-- Problem statement --
Report each line of the data that has "dark" somewhere in it.

-- Extracted entries --
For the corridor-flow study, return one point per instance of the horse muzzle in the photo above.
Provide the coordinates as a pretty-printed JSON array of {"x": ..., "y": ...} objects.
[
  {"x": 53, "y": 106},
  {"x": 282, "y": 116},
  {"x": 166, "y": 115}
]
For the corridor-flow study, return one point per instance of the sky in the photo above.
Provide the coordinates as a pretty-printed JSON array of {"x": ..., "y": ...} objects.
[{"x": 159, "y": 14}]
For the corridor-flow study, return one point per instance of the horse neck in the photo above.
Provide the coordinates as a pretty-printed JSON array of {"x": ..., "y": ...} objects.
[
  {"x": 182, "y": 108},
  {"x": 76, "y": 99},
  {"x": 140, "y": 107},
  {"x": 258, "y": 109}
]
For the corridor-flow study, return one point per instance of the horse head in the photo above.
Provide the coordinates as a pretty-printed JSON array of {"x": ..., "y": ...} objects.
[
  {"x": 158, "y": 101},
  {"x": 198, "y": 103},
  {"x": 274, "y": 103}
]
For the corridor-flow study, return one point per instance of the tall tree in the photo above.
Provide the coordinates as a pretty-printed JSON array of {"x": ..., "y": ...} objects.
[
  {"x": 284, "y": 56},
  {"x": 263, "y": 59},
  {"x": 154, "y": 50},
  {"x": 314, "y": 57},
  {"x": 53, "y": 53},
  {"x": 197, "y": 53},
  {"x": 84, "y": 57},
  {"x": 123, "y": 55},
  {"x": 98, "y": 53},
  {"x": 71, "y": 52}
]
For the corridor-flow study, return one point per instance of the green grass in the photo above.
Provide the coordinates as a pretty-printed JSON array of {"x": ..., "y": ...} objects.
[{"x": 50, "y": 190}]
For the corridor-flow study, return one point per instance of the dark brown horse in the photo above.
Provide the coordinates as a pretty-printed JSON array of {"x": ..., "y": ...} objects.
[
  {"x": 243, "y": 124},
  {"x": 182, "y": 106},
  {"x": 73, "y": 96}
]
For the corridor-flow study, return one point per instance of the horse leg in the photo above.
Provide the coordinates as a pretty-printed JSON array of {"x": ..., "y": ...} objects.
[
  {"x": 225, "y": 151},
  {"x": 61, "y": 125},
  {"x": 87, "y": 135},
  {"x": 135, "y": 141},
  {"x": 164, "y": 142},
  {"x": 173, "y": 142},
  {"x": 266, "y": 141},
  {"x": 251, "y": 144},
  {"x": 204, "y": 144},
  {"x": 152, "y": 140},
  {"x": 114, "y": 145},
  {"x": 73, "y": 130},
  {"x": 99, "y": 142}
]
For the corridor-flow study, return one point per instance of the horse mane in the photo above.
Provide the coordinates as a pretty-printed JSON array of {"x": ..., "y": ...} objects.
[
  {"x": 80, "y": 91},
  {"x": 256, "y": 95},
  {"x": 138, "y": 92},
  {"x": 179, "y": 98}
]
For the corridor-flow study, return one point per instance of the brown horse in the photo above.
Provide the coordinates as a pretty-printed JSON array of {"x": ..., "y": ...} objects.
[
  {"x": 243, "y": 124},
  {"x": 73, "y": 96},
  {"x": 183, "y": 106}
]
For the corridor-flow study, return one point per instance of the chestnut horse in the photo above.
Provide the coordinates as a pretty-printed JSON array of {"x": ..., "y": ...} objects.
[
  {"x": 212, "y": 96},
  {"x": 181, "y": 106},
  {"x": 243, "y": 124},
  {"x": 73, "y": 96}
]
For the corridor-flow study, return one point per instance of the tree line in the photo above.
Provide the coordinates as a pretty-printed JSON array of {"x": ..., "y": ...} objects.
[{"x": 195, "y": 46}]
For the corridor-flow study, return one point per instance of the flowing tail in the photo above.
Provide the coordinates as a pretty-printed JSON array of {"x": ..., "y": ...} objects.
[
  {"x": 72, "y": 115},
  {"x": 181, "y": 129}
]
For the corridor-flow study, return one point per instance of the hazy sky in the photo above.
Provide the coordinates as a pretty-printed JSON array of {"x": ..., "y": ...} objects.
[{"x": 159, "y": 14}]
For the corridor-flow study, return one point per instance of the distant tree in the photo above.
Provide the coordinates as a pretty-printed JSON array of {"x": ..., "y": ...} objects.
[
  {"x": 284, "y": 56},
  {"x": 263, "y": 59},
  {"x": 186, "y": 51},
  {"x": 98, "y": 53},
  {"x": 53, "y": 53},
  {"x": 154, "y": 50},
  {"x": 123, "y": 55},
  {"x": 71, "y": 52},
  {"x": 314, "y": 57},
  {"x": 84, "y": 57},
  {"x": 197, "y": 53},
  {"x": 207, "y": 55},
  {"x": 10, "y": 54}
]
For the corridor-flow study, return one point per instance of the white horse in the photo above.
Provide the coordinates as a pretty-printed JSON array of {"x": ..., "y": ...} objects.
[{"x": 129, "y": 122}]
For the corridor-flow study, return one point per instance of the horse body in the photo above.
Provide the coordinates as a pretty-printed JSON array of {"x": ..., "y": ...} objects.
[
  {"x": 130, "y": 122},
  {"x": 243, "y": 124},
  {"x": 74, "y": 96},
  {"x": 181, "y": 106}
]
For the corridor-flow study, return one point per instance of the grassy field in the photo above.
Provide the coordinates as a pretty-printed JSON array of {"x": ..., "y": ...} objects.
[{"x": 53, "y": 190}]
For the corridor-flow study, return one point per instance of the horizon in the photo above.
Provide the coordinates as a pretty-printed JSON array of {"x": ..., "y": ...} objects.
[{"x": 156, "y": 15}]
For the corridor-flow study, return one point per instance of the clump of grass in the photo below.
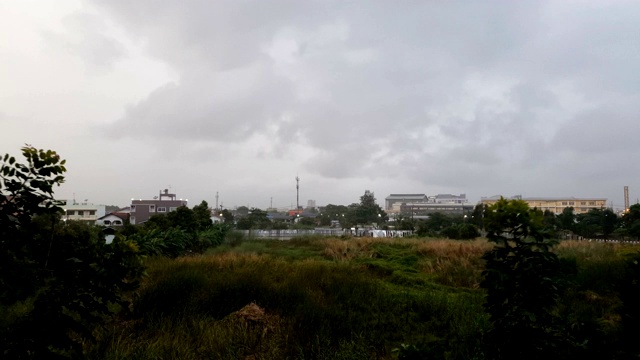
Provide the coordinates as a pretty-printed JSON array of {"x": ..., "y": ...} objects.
[
  {"x": 454, "y": 263},
  {"x": 324, "y": 309}
]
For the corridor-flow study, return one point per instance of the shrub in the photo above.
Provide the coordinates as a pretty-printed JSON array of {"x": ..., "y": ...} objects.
[{"x": 522, "y": 279}]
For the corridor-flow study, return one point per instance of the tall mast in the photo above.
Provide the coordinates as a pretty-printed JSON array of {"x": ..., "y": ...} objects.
[{"x": 297, "y": 193}]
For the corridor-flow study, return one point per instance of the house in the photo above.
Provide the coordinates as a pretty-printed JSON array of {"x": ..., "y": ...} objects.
[
  {"x": 554, "y": 204},
  {"x": 114, "y": 219},
  {"x": 392, "y": 202},
  {"x": 142, "y": 210}
]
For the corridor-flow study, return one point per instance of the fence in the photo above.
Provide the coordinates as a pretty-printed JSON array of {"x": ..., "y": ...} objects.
[{"x": 290, "y": 233}]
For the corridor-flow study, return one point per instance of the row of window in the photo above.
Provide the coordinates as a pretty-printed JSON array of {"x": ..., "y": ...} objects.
[
  {"x": 152, "y": 208},
  {"x": 81, "y": 212}
]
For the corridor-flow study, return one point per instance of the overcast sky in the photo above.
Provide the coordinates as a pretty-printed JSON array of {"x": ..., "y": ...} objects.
[{"x": 240, "y": 97}]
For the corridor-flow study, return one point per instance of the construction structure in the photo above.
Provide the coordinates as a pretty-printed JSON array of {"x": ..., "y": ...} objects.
[{"x": 297, "y": 193}]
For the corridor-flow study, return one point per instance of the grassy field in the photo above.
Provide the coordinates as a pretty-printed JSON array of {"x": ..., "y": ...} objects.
[{"x": 358, "y": 298}]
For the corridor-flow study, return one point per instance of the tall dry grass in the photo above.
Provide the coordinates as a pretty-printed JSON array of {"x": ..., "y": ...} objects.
[{"x": 453, "y": 262}]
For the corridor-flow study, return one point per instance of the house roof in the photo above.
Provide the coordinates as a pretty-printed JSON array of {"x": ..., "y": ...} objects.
[
  {"x": 122, "y": 216},
  {"x": 406, "y": 197},
  {"x": 542, "y": 198}
]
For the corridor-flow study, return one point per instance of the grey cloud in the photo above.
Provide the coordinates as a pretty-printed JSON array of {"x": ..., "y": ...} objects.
[
  {"x": 446, "y": 93},
  {"x": 86, "y": 37}
]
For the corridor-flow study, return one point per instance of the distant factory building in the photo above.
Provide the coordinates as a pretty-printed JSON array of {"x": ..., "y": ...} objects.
[{"x": 554, "y": 204}]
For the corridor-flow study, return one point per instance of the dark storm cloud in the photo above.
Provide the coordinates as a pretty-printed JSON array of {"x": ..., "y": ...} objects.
[
  {"x": 448, "y": 93},
  {"x": 85, "y": 35}
]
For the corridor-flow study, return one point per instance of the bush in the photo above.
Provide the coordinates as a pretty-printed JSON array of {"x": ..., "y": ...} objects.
[
  {"x": 58, "y": 281},
  {"x": 523, "y": 282}
]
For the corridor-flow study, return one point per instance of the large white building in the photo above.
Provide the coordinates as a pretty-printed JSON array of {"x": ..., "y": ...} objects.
[{"x": 82, "y": 211}]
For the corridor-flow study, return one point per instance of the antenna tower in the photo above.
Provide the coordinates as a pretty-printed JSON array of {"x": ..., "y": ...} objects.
[
  {"x": 297, "y": 193},
  {"x": 626, "y": 198}
]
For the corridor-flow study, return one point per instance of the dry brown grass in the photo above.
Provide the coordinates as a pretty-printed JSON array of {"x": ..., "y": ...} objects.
[{"x": 454, "y": 263}]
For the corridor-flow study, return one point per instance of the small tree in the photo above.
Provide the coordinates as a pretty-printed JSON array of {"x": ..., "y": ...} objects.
[
  {"x": 57, "y": 282},
  {"x": 522, "y": 279}
]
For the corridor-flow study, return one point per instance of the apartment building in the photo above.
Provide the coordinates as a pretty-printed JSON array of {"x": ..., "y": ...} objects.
[{"x": 142, "y": 210}]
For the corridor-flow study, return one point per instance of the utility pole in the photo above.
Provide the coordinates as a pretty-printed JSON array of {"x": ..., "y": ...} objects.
[
  {"x": 297, "y": 194},
  {"x": 626, "y": 198}
]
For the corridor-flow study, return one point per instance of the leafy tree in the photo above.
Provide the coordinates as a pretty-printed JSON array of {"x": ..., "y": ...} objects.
[
  {"x": 523, "y": 281},
  {"x": 631, "y": 221},
  {"x": 477, "y": 215},
  {"x": 567, "y": 219},
  {"x": 596, "y": 223},
  {"x": 57, "y": 282}
]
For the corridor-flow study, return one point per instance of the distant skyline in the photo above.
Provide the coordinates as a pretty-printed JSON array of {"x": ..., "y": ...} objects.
[{"x": 532, "y": 98}]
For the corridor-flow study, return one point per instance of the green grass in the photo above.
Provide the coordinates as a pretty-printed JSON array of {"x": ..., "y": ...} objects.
[{"x": 343, "y": 299}]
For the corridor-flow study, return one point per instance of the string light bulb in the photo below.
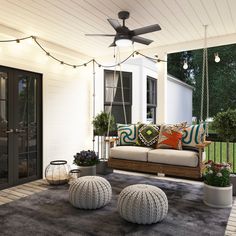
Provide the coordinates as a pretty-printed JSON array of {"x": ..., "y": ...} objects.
[
  {"x": 217, "y": 58},
  {"x": 185, "y": 66}
]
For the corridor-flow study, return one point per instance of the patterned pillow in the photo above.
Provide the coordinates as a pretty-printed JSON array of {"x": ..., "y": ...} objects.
[
  {"x": 170, "y": 136},
  {"x": 127, "y": 134},
  {"x": 193, "y": 135},
  {"x": 148, "y": 134}
]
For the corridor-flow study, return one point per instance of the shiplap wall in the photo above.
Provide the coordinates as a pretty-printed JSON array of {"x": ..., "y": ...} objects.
[{"x": 179, "y": 101}]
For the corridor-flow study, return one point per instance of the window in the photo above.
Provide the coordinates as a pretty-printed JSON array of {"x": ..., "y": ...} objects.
[
  {"x": 113, "y": 93},
  {"x": 151, "y": 99}
]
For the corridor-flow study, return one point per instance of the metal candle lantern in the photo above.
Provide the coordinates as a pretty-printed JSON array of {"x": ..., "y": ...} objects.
[{"x": 57, "y": 172}]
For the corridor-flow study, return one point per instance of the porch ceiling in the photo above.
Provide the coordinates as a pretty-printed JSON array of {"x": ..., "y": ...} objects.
[{"x": 65, "y": 22}]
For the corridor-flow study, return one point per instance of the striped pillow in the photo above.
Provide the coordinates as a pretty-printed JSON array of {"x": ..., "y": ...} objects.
[
  {"x": 193, "y": 135},
  {"x": 127, "y": 134}
]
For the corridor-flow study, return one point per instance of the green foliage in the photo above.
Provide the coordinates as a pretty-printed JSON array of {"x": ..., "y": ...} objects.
[
  {"x": 222, "y": 77},
  {"x": 101, "y": 122},
  {"x": 86, "y": 158},
  {"x": 224, "y": 123},
  {"x": 217, "y": 174}
]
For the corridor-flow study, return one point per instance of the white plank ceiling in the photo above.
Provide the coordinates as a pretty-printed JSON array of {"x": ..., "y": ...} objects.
[{"x": 65, "y": 22}]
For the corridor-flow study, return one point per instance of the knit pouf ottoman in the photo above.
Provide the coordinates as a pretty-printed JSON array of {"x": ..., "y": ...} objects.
[
  {"x": 90, "y": 192},
  {"x": 142, "y": 204}
]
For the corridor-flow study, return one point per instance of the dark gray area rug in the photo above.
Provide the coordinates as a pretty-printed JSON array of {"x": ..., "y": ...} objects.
[{"x": 50, "y": 213}]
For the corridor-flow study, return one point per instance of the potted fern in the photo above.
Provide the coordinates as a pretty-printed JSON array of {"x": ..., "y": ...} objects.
[
  {"x": 102, "y": 123},
  {"x": 217, "y": 186}
]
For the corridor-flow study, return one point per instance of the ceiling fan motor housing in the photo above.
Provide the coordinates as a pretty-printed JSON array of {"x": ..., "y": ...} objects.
[{"x": 123, "y": 15}]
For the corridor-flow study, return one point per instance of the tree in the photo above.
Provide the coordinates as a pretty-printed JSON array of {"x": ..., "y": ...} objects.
[
  {"x": 222, "y": 77},
  {"x": 225, "y": 125}
]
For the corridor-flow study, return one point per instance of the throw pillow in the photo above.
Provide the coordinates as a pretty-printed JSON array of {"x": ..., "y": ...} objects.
[
  {"x": 194, "y": 135},
  {"x": 148, "y": 134},
  {"x": 170, "y": 136},
  {"x": 127, "y": 134}
]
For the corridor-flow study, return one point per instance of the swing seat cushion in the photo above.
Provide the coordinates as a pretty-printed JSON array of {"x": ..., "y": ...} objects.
[
  {"x": 174, "y": 157},
  {"x": 130, "y": 153}
]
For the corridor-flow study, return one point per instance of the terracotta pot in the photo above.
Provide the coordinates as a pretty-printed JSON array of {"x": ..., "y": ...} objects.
[
  {"x": 219, "y": 197},
  {"x": 87, "y": 170}
]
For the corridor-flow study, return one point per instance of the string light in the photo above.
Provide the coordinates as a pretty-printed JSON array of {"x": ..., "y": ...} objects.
[
  {"x": 33, "y": 39},
  {"x": 185, "y": 66}
]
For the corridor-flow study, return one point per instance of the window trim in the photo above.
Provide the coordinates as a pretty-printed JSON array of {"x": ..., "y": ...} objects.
[
  {"x": 152, "y": 105},
  {"x": 127, "y": 104}
]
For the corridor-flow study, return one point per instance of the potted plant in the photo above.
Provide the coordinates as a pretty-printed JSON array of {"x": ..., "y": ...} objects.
[
  {"x": 103, "y": 123},
  {"x": 86, "y": 161},
  {"x": 217, "y": 186},
  {"x": 224, "y": 123}
]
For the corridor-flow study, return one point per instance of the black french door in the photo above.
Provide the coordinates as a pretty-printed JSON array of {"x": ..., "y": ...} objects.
[{"x": 20, "y": 126}]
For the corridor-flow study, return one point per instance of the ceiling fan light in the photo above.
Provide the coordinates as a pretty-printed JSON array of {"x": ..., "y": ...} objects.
[{"x": 123, "y": 42}]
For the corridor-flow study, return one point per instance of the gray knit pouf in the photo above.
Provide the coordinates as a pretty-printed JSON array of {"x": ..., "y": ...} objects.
[
  {"x": 90, "y": 192},
  {"x": 142, "y": 204}
]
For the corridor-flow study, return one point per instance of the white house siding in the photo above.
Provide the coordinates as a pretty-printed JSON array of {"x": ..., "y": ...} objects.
[
  {"x": 66, "y": 101},
  {"x": 140, "y": 69},
  {"x": 179, "y": 101}
]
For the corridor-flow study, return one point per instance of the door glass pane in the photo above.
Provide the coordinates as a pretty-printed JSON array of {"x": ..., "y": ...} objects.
[
  {"x": 22, "y": 140},
  {"x": 3, "y": 83},
  {"x": 32, "y": 102},
  {"x": 22, "y": 102},
  {"x": 32, "y": 164},
  {"x": 27, "y": 125},
  {"x": 3, "y": 129}
]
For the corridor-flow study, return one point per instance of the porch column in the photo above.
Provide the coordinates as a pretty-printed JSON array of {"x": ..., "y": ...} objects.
[{"x": 161, "y": 89}]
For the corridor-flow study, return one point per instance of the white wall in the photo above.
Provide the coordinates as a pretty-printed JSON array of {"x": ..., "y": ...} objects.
[
  {"x": 66, "y": 101},
  {"x": 140, "y": 69},
  {"x": 179, "y": 101}
]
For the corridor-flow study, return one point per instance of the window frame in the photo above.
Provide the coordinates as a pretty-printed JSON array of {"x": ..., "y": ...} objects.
[
  {"x": 120, "y": 103},
  {"x": 152, "y": 105}
]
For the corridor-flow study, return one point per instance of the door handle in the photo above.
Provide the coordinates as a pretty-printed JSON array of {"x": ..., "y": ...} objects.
[
  {"x": 9, "y": 131},
  {"x": 19, "y": 131}
]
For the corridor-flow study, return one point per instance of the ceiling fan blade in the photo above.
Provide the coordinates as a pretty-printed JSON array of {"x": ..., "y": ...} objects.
[
  {"x": 113, "y": 44},
  {"x": 114, "y": 23},
  {"x": 109, "y": 35},
  {"x": 142, "y": 40},
  {"x": 145, "y": 30}
]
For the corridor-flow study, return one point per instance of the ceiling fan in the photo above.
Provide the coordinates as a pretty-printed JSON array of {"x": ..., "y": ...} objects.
[{"x": 124, "y": 36}]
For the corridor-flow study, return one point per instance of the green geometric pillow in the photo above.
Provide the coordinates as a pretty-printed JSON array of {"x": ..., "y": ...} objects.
[
  {"x": 127, "y": 134},
  {"x": 193, "y": 135},
  {"x": 148, "y": 134}
]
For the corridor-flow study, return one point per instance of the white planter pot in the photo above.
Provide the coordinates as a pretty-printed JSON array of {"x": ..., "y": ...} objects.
[
  {"x": 87, "y": 170},
  {"x": 219, "y": 197}
]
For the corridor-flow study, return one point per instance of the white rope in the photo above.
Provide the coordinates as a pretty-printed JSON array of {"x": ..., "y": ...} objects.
[
  {"x": 205, "y": 74},
  {"x": 113, "y": 95},
  {"x": 122, "y": 91}
]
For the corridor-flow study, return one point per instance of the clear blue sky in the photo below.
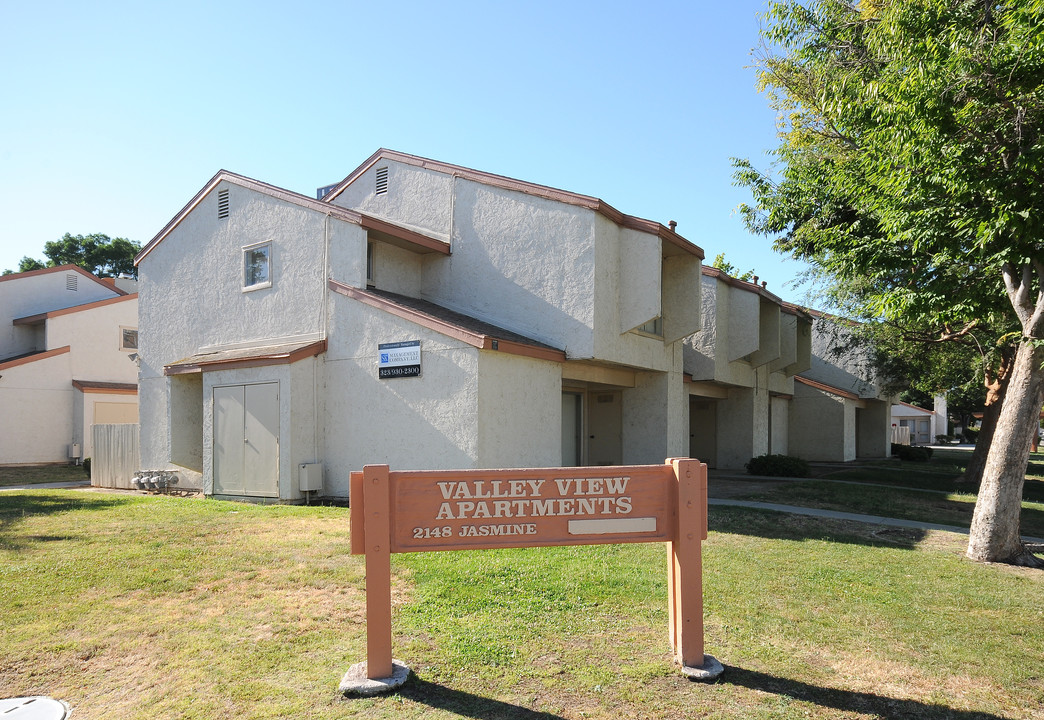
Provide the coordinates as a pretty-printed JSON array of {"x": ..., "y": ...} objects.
[{"x": 115, "y": 114}]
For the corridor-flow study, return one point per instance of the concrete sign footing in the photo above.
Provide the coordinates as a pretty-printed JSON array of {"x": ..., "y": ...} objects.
[
  {"x": 356, "y": 682},
  {"x": 708, "y": 671}
]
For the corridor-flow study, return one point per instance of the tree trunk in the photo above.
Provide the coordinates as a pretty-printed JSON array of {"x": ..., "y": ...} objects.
[
  {"x": 996, "y": 384},
  {"x": 973, "y": 473},
  {"x": 995, "y": 535}
]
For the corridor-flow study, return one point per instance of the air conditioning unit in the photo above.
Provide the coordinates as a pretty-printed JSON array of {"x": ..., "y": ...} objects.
[{"x": 310, "y": 477}]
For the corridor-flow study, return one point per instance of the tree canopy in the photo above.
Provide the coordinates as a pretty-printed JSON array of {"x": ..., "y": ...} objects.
[
  {"x": 910, "y": 173},
  {"x": 98, "y": 254}
]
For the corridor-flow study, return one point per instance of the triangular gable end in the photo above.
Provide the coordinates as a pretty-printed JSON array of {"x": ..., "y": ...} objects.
[{"x": 674, "y": 243}]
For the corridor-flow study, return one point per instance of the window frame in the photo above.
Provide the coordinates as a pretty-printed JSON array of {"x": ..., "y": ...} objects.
[
  {"x": 123, "y": 346},
  {"x": 246, "y": 252}
]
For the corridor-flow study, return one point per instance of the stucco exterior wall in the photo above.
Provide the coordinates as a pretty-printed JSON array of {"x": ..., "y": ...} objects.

-- Exercise answer --
For the corridor-flow study, return one point per instance of the dark brown horse in the photo above.
For the corridor-flow study, return one point per instance of the dark storm cloud in the photo above.
For the corridor-flow study, return one point per instance of the dark gray area rug in the photo above.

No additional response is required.